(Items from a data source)
########

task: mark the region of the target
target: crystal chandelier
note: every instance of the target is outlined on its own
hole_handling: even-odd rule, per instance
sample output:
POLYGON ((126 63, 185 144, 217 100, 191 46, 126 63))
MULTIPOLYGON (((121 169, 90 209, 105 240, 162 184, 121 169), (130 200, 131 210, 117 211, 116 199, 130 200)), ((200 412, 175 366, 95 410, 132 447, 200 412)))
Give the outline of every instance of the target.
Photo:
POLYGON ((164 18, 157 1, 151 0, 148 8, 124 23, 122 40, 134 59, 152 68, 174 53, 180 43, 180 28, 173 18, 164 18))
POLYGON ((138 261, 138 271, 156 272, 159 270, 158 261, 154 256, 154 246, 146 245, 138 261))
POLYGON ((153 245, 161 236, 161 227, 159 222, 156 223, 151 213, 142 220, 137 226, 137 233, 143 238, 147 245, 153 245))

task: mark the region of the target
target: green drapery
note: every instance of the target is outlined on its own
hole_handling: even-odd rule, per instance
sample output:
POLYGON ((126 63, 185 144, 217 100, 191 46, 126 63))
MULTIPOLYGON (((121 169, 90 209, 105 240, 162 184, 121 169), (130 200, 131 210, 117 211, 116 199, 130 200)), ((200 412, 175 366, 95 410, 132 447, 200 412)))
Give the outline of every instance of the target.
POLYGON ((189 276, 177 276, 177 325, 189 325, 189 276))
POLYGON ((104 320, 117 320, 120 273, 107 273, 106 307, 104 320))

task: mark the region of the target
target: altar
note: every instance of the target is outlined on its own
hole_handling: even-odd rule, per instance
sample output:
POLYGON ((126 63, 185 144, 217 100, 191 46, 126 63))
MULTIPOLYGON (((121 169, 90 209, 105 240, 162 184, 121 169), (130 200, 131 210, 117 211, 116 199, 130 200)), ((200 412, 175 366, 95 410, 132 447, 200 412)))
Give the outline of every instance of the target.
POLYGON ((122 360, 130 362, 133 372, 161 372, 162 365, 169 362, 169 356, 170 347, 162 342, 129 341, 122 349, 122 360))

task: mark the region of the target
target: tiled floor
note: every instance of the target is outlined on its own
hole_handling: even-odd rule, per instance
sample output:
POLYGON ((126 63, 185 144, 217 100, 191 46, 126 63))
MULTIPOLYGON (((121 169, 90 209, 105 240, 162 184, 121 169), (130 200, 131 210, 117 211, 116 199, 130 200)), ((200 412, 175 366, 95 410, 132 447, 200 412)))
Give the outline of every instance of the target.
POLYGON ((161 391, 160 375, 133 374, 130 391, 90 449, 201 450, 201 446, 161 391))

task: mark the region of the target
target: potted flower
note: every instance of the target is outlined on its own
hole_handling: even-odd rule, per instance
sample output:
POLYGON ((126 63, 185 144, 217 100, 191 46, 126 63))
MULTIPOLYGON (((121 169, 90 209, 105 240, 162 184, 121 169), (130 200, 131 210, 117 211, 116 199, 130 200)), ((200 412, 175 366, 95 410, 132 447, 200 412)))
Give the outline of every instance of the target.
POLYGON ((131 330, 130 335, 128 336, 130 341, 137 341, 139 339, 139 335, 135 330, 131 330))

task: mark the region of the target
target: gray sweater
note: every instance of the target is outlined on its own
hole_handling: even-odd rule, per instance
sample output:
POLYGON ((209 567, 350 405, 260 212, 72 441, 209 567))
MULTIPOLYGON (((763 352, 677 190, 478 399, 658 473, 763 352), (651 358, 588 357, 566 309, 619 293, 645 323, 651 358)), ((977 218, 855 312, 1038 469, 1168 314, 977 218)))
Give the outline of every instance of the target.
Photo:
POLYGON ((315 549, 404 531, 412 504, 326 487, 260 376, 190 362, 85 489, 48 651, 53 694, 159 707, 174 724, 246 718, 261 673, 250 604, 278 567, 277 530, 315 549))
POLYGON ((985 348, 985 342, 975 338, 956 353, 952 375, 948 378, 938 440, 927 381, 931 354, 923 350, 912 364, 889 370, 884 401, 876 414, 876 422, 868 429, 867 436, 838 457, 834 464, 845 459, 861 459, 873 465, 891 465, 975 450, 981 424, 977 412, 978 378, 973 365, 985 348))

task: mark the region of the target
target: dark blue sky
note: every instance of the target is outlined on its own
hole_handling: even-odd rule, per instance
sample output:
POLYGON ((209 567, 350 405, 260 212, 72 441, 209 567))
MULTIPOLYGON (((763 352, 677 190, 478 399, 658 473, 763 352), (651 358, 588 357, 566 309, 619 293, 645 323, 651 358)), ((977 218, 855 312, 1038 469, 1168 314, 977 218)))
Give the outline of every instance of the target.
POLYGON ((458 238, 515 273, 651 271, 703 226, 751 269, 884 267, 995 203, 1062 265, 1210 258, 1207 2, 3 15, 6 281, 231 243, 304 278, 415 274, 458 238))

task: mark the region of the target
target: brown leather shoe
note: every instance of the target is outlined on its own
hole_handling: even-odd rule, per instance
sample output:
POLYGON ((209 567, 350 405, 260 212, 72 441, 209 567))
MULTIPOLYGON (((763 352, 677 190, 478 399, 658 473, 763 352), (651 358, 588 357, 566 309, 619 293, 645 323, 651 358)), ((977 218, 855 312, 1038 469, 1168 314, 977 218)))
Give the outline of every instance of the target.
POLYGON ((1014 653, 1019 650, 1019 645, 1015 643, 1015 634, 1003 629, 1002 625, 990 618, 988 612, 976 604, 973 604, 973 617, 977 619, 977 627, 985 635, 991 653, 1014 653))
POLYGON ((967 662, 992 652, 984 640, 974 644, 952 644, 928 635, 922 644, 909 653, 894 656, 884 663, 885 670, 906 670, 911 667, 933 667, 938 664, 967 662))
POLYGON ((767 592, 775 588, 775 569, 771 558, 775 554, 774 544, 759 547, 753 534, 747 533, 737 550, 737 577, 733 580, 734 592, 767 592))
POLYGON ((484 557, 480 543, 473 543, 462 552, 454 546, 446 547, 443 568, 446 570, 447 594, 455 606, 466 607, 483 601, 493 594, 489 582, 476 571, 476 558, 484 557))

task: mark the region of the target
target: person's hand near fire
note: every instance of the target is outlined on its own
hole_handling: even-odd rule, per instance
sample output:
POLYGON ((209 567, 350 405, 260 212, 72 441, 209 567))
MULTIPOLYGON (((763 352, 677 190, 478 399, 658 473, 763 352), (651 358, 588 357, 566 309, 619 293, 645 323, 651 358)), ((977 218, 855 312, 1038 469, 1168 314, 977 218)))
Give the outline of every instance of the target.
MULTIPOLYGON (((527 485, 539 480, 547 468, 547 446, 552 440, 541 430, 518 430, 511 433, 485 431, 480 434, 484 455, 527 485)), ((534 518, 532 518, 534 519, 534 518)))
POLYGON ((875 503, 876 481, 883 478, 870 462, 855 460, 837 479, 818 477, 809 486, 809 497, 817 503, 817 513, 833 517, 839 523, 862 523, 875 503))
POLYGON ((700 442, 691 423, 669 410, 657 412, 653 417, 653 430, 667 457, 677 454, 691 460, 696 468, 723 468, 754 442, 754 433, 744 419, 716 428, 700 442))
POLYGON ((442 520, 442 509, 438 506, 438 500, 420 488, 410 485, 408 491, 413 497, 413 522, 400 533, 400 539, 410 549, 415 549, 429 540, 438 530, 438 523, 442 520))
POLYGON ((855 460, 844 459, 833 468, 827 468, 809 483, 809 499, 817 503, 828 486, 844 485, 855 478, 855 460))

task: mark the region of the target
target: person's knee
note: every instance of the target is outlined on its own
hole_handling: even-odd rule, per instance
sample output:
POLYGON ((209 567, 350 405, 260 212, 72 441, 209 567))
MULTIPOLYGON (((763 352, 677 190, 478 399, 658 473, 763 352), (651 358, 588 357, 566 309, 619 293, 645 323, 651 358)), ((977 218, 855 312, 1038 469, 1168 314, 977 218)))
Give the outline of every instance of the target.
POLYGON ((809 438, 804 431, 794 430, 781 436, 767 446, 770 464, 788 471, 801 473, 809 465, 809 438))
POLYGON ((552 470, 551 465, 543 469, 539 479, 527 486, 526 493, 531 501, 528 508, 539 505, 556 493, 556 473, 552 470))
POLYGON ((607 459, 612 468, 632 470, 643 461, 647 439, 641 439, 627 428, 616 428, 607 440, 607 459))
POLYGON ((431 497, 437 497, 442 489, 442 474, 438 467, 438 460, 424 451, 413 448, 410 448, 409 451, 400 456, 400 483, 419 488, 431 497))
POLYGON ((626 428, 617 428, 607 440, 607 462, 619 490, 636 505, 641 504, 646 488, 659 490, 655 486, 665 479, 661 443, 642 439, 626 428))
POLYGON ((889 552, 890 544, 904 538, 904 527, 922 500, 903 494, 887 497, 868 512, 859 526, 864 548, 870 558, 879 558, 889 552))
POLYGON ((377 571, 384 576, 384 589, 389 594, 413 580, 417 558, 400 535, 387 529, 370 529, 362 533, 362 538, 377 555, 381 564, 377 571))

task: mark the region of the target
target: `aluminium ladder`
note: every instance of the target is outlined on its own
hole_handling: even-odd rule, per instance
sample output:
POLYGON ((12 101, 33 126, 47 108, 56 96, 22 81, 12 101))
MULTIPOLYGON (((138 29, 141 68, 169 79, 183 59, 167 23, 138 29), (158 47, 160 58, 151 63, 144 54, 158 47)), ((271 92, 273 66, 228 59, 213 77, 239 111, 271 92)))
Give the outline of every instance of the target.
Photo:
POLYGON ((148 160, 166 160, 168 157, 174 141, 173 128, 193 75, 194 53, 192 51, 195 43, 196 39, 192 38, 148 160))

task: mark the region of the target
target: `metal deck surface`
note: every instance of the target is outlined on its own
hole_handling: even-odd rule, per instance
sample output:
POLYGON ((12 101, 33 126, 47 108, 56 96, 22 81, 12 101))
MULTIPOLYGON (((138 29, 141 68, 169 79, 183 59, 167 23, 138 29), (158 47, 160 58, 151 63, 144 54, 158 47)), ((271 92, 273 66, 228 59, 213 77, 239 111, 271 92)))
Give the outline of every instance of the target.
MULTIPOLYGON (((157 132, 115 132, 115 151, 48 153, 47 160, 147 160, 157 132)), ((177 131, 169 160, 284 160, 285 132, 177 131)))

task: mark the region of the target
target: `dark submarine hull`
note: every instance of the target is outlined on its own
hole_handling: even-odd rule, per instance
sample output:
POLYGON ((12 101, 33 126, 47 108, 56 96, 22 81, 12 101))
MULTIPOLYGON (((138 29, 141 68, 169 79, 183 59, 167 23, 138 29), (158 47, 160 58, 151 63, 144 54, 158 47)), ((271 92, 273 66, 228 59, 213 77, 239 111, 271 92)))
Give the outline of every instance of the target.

########

- _TASK REQUIREMENTS_
The expected answer is a copy of each line in the records that holds the word "person".

- _RESPONSE BOX_
target: person's hand near fire
target: person's knee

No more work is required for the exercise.